== TASK DESCRIPTION ==
Reproduce, exactly and in full, only the lines below from the one containing "Place one point per instance of the blurred foliage." through the one containing "Place one point per instance of the rubber".

EXTRACTED ENTRIES START

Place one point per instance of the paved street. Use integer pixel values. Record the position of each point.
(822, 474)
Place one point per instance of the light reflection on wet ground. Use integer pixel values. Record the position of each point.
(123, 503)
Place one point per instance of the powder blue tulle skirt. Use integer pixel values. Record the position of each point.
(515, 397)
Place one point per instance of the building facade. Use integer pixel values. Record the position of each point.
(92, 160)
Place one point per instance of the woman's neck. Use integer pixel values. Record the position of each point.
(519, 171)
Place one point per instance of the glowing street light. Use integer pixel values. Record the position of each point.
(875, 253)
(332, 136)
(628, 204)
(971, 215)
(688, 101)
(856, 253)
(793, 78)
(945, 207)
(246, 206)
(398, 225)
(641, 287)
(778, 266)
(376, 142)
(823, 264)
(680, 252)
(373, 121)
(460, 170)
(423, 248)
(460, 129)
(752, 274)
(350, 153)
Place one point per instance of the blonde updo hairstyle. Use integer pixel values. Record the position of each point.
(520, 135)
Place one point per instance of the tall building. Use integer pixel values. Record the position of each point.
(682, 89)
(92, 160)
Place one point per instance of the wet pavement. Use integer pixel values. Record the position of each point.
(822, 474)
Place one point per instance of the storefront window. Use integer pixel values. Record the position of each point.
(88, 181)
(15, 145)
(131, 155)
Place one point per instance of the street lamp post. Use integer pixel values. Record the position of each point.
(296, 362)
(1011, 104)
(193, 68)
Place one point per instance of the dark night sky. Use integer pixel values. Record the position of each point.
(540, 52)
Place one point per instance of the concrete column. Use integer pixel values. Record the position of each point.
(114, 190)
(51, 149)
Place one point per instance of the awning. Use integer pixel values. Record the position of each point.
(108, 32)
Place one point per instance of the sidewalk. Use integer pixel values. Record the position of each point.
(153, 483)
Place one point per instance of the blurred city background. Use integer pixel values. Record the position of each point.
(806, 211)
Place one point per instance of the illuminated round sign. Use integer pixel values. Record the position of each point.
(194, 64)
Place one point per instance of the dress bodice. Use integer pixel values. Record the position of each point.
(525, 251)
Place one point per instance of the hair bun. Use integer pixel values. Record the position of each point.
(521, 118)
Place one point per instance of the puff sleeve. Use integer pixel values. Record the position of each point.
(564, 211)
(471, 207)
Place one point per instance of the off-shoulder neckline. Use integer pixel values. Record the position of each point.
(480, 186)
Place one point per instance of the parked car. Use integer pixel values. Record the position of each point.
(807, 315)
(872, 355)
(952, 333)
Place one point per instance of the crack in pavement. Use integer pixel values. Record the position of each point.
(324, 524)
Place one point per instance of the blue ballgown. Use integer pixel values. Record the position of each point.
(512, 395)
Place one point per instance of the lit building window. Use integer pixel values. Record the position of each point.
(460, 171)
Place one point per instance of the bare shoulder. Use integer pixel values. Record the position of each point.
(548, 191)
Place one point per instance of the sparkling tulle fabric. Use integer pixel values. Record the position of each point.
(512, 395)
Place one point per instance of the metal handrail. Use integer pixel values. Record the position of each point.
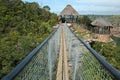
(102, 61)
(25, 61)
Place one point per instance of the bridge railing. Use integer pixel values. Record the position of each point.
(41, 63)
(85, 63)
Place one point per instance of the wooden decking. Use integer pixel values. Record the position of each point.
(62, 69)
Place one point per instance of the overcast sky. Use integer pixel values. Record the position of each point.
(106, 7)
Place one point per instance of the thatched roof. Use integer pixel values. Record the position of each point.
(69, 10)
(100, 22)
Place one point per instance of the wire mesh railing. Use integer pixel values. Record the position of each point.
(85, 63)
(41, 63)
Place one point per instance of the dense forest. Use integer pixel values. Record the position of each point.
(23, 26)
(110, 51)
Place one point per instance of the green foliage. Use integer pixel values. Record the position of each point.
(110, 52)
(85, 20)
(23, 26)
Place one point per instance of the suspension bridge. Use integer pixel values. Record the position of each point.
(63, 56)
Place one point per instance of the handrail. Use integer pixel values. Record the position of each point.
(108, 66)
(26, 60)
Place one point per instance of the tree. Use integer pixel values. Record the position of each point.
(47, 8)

EXTRACTED ENTRIES END
EXTRACTED ENTRIES START

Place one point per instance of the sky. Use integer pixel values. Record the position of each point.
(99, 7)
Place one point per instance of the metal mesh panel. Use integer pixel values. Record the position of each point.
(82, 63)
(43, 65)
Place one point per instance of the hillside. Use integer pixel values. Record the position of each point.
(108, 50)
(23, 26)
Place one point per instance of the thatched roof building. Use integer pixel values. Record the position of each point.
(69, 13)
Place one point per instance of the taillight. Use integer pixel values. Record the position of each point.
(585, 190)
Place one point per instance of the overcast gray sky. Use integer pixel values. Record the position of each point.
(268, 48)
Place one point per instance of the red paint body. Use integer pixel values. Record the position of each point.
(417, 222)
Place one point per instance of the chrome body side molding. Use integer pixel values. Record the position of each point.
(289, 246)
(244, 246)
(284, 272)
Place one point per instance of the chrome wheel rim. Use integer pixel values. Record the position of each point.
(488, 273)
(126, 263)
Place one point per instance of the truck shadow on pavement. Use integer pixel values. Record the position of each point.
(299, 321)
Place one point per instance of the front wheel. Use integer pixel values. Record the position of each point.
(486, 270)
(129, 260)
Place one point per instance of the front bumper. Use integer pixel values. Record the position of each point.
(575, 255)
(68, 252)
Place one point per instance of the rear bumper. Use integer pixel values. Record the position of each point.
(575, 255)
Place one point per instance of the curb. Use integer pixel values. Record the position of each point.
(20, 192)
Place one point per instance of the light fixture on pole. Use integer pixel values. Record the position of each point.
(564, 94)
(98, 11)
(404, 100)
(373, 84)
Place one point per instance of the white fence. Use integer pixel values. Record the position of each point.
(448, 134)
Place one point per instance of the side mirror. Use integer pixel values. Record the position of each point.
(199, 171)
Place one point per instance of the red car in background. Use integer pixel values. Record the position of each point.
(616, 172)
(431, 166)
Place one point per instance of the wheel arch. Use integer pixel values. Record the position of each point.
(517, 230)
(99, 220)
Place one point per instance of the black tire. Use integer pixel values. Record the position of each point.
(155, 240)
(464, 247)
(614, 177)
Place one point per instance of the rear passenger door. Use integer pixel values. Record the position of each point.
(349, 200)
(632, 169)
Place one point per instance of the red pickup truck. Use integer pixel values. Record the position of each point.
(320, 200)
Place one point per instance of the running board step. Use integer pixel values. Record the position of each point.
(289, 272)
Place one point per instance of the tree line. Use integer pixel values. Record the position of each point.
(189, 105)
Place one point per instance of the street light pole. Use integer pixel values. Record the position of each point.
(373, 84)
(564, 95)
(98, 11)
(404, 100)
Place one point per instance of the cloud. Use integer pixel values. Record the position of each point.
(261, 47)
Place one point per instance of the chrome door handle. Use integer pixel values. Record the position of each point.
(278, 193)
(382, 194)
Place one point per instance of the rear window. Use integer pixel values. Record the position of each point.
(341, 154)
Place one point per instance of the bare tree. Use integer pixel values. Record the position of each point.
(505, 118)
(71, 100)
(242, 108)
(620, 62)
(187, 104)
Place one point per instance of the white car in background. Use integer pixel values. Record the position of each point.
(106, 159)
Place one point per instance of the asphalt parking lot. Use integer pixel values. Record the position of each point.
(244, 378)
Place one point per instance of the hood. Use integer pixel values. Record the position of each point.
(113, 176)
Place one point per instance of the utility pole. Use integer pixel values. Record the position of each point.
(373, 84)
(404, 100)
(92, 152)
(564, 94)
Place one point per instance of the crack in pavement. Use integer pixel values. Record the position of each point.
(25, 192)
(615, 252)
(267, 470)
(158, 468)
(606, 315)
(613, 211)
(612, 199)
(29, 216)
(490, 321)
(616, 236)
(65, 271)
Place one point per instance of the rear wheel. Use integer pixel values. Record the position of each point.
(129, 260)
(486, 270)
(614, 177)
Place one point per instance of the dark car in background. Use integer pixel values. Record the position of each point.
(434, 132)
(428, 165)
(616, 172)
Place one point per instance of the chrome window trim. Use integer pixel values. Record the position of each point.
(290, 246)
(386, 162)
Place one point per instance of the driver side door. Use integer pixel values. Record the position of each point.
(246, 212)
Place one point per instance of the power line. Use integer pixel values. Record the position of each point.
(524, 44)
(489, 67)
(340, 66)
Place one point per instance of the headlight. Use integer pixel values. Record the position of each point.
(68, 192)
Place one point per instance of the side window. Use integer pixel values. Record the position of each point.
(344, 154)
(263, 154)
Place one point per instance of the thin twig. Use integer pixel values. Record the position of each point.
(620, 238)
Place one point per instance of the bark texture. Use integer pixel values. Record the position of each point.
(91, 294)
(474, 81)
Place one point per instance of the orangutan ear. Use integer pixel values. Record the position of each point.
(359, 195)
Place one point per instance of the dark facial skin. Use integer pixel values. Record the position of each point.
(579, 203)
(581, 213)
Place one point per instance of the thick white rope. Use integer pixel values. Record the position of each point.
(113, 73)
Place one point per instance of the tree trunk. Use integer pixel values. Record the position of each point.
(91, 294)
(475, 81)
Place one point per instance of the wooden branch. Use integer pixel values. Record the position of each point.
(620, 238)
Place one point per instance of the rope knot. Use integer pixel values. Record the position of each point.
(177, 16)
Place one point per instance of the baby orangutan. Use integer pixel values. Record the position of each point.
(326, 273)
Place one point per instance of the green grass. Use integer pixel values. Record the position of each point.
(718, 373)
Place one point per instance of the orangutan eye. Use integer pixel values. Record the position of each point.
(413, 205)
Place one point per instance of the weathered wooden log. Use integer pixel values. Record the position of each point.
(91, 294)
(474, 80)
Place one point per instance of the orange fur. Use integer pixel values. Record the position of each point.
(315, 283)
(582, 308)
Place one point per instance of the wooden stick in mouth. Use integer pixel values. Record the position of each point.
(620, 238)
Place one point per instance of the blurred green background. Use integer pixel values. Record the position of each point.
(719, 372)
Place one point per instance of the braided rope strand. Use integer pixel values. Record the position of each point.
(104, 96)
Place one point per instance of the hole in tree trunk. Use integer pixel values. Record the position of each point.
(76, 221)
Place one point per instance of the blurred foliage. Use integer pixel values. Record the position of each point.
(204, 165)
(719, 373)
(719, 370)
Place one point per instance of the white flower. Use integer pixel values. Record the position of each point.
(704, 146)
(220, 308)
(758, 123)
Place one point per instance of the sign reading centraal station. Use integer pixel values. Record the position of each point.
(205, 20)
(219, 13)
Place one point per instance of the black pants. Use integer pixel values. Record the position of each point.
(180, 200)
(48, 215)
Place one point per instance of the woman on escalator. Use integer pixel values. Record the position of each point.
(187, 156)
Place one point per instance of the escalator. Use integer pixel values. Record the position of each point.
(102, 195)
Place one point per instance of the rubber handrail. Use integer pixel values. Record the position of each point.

EXTRACTED ENTRIES END

== OUTPUT FOR THIS TASK ==
Place one point per instance of the blurred foliage. Use integer pixel values. Record the position of each point.
(204, 165)
(719, 373)
(719, 370)
Place one point per instance of the white flower. Use integer pixel values. Record the position of each point.
(704, 146)
(220, 308)
(758, 123)
Place one point per instance of the sign reading centraal station. Use integer pixel values. Record the position of each point.
(205, 20)
(219, 13)
Place one point per instance of the black pants. Use integer pixel values. Record the position of each point.
(180, 200)
(48, 215)
Place one point per instance of the woman on escalator. Use integer pixel values. Record the position of each point.
(187, 156)
Place one point per instance of the escalator. Use integer pixel values. Record the position of each point.
(102, 195)
Place one point per instance of the rubber handrail. Use integer pixel values. Record the position of each point.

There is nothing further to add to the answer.